● **Data records**:
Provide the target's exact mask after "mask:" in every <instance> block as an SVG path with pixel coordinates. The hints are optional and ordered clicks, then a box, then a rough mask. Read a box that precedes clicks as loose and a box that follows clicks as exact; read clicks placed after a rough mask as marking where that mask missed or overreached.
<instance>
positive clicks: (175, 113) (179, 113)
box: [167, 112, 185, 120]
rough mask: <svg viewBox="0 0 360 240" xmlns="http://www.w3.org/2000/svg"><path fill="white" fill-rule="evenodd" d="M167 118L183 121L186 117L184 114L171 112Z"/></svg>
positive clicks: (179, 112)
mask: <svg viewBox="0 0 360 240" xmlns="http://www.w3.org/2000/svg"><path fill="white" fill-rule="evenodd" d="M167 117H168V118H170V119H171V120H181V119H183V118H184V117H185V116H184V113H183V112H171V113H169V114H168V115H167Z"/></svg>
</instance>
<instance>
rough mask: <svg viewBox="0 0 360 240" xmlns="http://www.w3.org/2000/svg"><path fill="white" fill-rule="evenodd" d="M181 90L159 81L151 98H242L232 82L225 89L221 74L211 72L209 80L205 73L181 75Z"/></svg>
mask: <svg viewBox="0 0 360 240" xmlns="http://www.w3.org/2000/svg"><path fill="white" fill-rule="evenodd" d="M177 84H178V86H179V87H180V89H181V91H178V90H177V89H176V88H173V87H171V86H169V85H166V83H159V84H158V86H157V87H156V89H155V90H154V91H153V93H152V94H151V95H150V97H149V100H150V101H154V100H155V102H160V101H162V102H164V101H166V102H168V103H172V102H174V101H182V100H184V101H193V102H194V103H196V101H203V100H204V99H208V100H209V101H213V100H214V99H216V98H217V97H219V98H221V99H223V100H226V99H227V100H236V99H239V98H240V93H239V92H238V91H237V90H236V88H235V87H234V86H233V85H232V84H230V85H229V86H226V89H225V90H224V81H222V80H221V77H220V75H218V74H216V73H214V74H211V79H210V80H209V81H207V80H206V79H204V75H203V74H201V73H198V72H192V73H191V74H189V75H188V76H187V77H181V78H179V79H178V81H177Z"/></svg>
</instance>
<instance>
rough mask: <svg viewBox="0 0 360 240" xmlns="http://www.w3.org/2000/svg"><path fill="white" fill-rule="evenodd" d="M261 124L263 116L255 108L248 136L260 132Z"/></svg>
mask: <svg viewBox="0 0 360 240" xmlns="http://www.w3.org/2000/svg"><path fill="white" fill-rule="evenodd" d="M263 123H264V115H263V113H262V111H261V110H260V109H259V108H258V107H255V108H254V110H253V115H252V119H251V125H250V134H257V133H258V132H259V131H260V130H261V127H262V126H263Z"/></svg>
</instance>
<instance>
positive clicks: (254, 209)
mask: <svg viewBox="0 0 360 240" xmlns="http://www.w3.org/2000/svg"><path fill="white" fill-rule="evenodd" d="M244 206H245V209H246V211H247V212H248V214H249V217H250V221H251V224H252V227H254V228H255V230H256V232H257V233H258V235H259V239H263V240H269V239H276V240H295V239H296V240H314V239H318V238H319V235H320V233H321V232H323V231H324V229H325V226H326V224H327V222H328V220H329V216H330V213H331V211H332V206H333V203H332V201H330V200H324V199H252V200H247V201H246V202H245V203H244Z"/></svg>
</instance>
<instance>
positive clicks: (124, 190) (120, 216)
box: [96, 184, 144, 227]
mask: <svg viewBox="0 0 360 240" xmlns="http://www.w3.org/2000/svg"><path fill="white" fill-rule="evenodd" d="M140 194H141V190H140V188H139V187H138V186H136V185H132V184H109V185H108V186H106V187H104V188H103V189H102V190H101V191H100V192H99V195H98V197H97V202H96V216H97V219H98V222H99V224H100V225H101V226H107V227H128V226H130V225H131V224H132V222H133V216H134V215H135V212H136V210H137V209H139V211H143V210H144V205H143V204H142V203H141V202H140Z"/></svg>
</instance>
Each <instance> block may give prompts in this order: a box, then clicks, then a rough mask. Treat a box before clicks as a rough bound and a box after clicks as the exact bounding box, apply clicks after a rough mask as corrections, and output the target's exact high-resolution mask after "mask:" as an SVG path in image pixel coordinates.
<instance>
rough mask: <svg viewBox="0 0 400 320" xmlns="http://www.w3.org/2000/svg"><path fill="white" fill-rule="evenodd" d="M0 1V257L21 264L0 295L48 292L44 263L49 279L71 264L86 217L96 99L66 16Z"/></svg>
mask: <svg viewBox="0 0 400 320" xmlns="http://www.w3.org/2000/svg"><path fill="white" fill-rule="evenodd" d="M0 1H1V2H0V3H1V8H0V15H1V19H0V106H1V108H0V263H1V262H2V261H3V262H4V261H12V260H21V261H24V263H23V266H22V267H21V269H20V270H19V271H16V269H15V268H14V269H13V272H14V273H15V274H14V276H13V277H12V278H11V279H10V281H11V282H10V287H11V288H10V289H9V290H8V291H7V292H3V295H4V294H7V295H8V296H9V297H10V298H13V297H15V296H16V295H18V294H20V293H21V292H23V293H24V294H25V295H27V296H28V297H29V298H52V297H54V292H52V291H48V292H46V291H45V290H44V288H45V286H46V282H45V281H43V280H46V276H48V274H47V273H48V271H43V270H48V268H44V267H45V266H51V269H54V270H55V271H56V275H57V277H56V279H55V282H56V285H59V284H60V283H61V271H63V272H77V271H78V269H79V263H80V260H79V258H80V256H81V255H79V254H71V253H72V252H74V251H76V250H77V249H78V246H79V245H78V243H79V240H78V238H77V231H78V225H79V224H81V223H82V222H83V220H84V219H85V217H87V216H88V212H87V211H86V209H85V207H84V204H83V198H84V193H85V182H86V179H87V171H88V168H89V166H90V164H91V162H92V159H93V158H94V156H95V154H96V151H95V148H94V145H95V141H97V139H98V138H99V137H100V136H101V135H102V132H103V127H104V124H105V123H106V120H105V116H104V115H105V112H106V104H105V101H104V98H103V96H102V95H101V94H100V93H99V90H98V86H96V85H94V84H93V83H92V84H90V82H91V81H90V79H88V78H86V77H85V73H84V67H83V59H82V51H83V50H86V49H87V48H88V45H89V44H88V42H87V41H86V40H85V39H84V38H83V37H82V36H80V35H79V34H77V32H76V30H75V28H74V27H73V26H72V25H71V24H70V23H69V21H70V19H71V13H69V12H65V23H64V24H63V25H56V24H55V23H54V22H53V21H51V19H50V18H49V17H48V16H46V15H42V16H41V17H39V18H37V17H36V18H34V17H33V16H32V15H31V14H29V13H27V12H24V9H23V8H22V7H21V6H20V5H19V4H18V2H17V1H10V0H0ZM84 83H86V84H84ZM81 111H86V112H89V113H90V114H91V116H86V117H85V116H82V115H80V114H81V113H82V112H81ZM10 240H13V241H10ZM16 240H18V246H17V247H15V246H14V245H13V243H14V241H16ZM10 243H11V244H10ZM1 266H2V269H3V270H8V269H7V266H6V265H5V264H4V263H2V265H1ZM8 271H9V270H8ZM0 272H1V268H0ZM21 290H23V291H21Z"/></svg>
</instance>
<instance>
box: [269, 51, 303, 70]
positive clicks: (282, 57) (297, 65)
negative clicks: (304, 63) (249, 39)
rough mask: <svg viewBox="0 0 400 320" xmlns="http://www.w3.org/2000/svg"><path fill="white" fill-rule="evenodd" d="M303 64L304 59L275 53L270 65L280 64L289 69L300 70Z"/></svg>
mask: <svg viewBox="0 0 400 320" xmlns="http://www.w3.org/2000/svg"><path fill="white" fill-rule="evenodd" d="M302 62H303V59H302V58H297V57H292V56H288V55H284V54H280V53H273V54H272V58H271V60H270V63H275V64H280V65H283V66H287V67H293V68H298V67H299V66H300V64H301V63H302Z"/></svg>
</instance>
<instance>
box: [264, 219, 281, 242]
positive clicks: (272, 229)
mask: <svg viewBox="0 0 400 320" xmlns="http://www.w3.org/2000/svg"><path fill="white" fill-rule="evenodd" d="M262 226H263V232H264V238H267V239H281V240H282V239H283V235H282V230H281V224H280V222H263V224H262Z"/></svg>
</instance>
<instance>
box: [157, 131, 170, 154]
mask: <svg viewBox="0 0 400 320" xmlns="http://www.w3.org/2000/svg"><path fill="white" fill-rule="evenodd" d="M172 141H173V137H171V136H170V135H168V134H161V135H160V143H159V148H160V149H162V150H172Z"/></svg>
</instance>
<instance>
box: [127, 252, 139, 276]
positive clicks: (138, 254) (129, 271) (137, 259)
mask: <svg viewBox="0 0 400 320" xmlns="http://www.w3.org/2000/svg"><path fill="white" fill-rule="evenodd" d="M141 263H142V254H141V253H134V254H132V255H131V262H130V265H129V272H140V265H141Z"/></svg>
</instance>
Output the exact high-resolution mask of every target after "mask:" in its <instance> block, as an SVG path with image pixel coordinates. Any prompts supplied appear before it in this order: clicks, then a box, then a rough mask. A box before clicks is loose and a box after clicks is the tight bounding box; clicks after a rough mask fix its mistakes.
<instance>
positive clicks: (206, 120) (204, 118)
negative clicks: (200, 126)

● **YOUR ASSIGNMENT**:
Repeat verbatim the lines of the records, beginning with the first line and continuing through the line that contains "box: [167, 112, 185, 120]". Include both of these lines.

● **COMPLETED TASK**:
Provide the target's exact mask after "mask:" in every <instance> block as an SVG path with pixel coordinates. The hints are optional and ordered clicks, then a box, then a rough mask. Read a box that precedes clicks as loose and a box that follows clicks as exact; read clicks placed after a rough mask as marking where that mask missed or overreached.
<instance>
positive clicks: (175, 113) (179, 113)
box: [167, 112, 185, 120]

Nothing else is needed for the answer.